STATED GOAL – Copy every line of the items below word for word, leaving out the pictures.

Records from a data collection
----------

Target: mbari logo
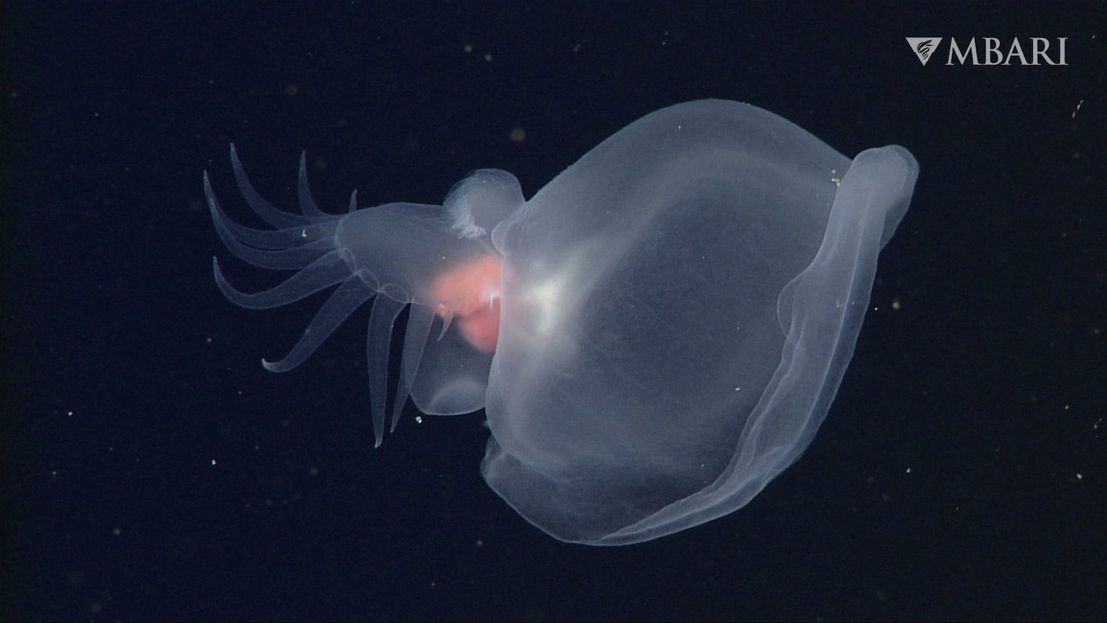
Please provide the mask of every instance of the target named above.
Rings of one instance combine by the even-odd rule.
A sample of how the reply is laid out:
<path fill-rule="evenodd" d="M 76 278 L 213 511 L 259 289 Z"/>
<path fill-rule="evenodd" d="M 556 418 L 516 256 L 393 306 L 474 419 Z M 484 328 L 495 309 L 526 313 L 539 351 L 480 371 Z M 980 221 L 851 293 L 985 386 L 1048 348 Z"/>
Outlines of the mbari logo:
<path fill-rule="evenodd" d="M 907 37 L 906 39 L 911 51 L 922 64 L 927 64 L 927 61 L 942 44 L 941 37 Z M 1045 37 L 1031 37 L 1026 42 L 1023 42 L 1016 37 L 1006 43 L 995 37 L 981 37 L 980 43 L 977 43 L 976 38 L 973 37 L 968 43 L 958 43 L 958 40 L 951 37 L 945 64 L 1067 65 L 1068 63 L 1065 61 L 1065 41 L 1067 40 L 1067 37 L 1058 37 L 1053 40 Z M 1053 45 L 1054 43 L 1056 45 Z"/>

----------

OUTPUT –
Target: mbari logo
Please provide the mask of every instance of the target named above.
Rings of one instance combine by the even-odd rule.
A sample of how the reply is laid out:
<path fill-rule="evenodd" d="M 76 278 L 213 511 L 259 289 Z"/>
<path fill-rule="evenodd" d="M 556 418 L 516 256 L 393 306 L 474 419 Z M 484 328 L 495 309 L 526 313 L 539 351 L 480 371 Z M 980 221 L 851 293 L 985 386 L 1048 348 Z"/>
Outlines of the mbari logo:
<path fill-rule="evenodd" d="M 907 37 L 906 39 L 911 51 L 922 64 L 927 64 L 927 61 L 942 44 L 941 37 Z M 1045 37 L 1031 37 L 1026 42 L 1023 42 L 1016 37 L 1006 43 L 995 37 L 981 37 L 980 43 L 977 43 L 976 38 L 973 37 L 968 43 L 958 43 L 958 40 L 951 37 L 945 64 L 1067 65 L 1068 63 L 1065 61 L 1065 41 L 1067 40 L 1067 37 L 1058 37 L 1053 40 Z M 1053 45 L 1054 43 L 1056 45 Z"/>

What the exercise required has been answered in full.